Description of the task: Print every line of the data below word for word, omitting the pictures.

Material shown:
━━━━━━━━━━━━━━━━━━━━━━━━━━━━━━

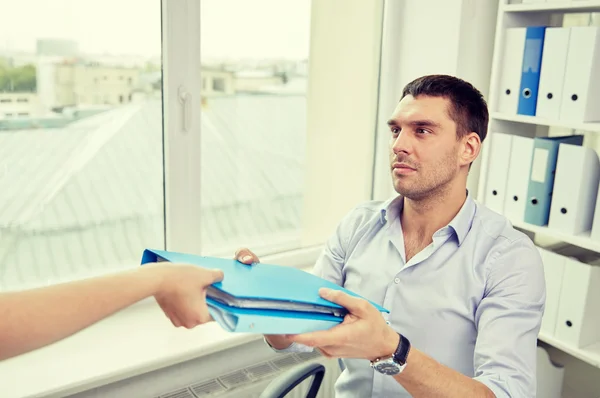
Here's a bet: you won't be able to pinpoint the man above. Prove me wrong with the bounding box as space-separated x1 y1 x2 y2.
0 263 223 361
237 75 545 398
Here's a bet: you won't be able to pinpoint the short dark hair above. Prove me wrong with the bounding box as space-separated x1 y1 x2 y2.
401 75 489 142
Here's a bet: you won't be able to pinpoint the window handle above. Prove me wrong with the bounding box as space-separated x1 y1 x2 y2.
177 86 192 132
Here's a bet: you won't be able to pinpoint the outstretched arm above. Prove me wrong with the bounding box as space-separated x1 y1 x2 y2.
0 263 223 360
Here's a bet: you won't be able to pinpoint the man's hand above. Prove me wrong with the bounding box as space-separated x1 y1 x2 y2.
154 263 223 329
234 247 292 350
287 289 400 360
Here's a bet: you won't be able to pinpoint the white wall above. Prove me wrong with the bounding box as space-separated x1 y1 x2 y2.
374 0 498 199
303 0 383 245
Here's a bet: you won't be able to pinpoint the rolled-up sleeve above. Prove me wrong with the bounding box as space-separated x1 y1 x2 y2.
474 238 546 398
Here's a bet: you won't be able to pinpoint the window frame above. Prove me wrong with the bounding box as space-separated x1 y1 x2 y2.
162 0 384 265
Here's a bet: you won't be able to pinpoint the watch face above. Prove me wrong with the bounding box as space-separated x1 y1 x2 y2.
373 358 400 376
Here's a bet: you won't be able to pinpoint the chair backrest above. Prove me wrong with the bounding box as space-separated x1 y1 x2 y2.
260 362 325 398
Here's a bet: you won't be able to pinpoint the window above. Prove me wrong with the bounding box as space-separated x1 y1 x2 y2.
199 0 311 255
213 77 225 93
0 0 164 290
0 0 381 290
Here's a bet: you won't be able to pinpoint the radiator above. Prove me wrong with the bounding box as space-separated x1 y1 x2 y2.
154 353 340 398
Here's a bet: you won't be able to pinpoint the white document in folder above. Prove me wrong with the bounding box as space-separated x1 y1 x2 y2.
535 28 571 119
548 144 600 235
560 26 600 123
504 136 533 222
485 132 512 214
498 28 526 115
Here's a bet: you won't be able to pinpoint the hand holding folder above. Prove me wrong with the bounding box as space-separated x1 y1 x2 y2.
142 249 387 334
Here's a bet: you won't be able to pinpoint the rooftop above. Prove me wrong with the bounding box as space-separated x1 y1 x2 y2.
0 95 306 289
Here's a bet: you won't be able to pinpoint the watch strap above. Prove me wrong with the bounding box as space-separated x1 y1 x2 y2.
394 333 410 366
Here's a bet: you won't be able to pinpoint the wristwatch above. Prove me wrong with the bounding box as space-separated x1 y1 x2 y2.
371 333 410 376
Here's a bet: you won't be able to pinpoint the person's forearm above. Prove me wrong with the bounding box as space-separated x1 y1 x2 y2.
265 335 292 350
0 266 162 360
394 348 495 398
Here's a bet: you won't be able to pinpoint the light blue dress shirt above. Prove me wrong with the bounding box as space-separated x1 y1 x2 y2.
270 194 546 398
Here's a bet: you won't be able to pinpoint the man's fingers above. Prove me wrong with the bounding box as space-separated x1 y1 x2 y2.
319 288 372 318
207 269 224 284
235 247 260 264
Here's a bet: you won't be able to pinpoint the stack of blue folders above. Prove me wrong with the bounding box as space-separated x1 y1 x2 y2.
142 249 388 334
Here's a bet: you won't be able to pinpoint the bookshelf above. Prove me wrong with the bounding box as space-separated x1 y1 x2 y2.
477 0 600 382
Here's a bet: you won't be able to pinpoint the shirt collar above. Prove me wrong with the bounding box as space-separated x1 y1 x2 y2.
380 190 477 246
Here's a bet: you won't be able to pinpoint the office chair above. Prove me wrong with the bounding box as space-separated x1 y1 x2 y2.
260 362 325 398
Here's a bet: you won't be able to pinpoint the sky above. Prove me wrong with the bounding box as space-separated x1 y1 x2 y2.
0 0 311 59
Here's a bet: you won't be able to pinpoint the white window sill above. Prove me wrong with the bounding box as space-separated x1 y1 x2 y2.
0 248 320 398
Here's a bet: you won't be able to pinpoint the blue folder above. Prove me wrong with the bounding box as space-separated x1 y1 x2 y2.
517 26 546 116
142 249 388 334
525 135 583 226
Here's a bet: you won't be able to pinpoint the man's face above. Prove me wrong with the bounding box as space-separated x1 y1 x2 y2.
388 95 465 199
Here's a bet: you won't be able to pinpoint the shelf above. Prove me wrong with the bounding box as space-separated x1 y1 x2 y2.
502 0 600 13
511 221 600 253
490 112 600 132
538 333 600 368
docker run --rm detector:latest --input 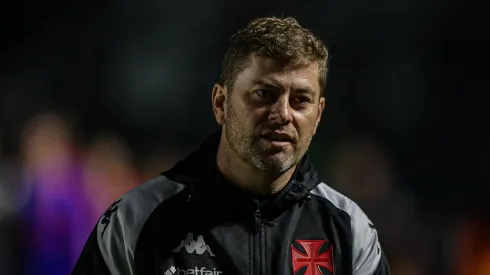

━━━━━━━━━━━━━━━━━━━━━━━━━━━━━━

The answer:
Here's a bet: you won't be able to pinpoint the man above. Prove me wrong with the bounding box as space-separated x1 y1 x2 y2.
0 263 223 361
237 75 545 398
Here's a bet: you won't be able to pinpoint the short dark hair above. Prove me wrong with the bounding box as space-separated x1 y1 x2 y2.
401 75 489 142
Here's a bet: you won't be able to pinpoint the window handle above. Prove me wrong with the bounding box as space-separated x1 y1 x2 y2.
177 86 192 132
Here's a bet: you won't be able to pinpoint the outstretched arm above. Prove me wrong with the bounding box as space-separated x1 y1 x2 y2.
0 263 223 360
Here's a bet: you won't be able to pinpoint the man's hand above. Prove me wrong with the bounding box as space-separated x1 y1 x2 y2.
154 263 223 329
234 247 292 350
287 289 400 360
Here's a bet: you won't be able to pinpoint the white wall above. Prove me wrong with the bounding box as space-separated x1 y1 x2 y2.
374 0 498 199
303 0 383 245
Here's a bet: you won't be able to pinpoint the rolled-up sleeve above. Prove me wrong with the bounding box as space-separated x1 y1 x2 y2.
474 238 546 398
Here's a bet: you won't be able to pinpoint the window frame above. Prove me wrong with the bounding box as space-separated x1 y1 x2 y2.
162 0 384 265
Here's a bet: you won't be able to pinpoint the watch face above. Prove me wrong with the bounding box as space-separated x1 y1 x2 y2.
373 358 400 376
Here's a bet: you won't be able to pinpoint the chair backrest above. Prove me wrong with the bounding box as space-separated x1 y1 x2 y2.
260 362 325 398
Here's a bet: you won't be able to pinpoint the window above. Prove me wrong with the bounding box as space-separated x1 y1 x2 y2.
199 0 311 255
213 77 225 93
0 0 164 290
0 0 381 290
Here's a bet: you won't be able to pinpoint the radiator above. Prove me wrong with the bounding box as space-separated x1 y1 x2 y2.
154 353 340 398
Here's a bet: you won't be able to pinpoint the white document in folder above. Prove me wrong with the bounding box as space-separated x1 y1 x2 y2.
535 28 571 119
548 144 600 235
560 26 600 123
504 136 533 222
485 132 512 214
498 28 526 115
Here's a bet: you won't be able to pinpoint the hand holding folder above. Prove me wrong with the bounding box as space-separated x1 y1 x2 y2.
142 249 387 334
Here's a bet: you won't be able to pinpoint the rooftop above. Prove me wrong with the bounding box as space-separated x1 y1 x2 y2.
0 95 306 289
Here's a bet: you won't be able to pinpoint the watch strap above. Prove me wrong with the bounding box as space-separated x1 y1 x2 y2.
394 333 410 366
Here's a bet: you won't be able to pinpoint the wristwatch above. Prove me wrong with the bounding box as space-separated x1 y1 x2 y2.
371 333 410 376
Here's a bet: you won't be able to pinpoint the person's forearm above. Prove me wrong with the bounding box as space-separated x1 y1 x2 y2.
265 335 292 350
0 266 162 360
394 348 495 398
Here's a bet: you won't be able to pinpoint the light blue dress shirt above. Prove me wrong with the bounding box as space-separated x1 y1 x2 y2.
270 194 546 398
Here's a bet: you won't be able to pinpoint the man's fingers above. Prove me wrong with the bounding box as space-separated x1 y1 x2 y2.
319 288 372 318
207 269 224 284
235 247 260 264
Here's a bet: you won't be able to pinpoint the stack of blue folders above. Prove me wrong with the bounding box as space-separated x1 y1 x2 y2.
142 249 388 334
Here's a bet: you won't be able to pinpoint the bookshelf above. Prove me wrong with the bounding box as space-separated x1 y1 x2 y2.
477 0 600 382
Here's a bet: you won't be able to pinpoint the shirt collar above. Prove me wrong with the bounding box as space-separated x1 y1 x2 y2.
380 190 477 246
Here's a bet: you won't be able to pinpoint the office chair above. Prove me wrong with the bounding box as space-separated x1 y1 x2 y2.
260 362 325 398
Here's a bet: you won't be able to pinpoint the sky above. Prove me wrong with the bounding box as space-separated x1 y1 x2 y2.
0 0 311 59
Here's a bet: you won't be able to pinpoint the white window sill above. Prove me wrong with the bounding box as space-separated x1 y1 x2 y2.
0 248 320 398
Here's a bet: you won't be able to pinpoint the blue folder above. Prove me wrong with the bounding box as space-separated x1 y1 x2 y2.
517 26 546 116
142 249 388 334
525 135 583 226
Here's a bet: you won't be able to pinpoint the man's face above. Prove me wrong with the bounding box as space-separated x1 y1 x2 y2.
388 95 465 199
Here's a bet: you won't be able to pinpoint the shelf above. Prove me wrong with the bounding box as space-separated x1 y1 x2 y2.
502 0 600 13
511 221 600 253
490 112 600 132
538 333 600 368
docker run --rm detector:latest --input 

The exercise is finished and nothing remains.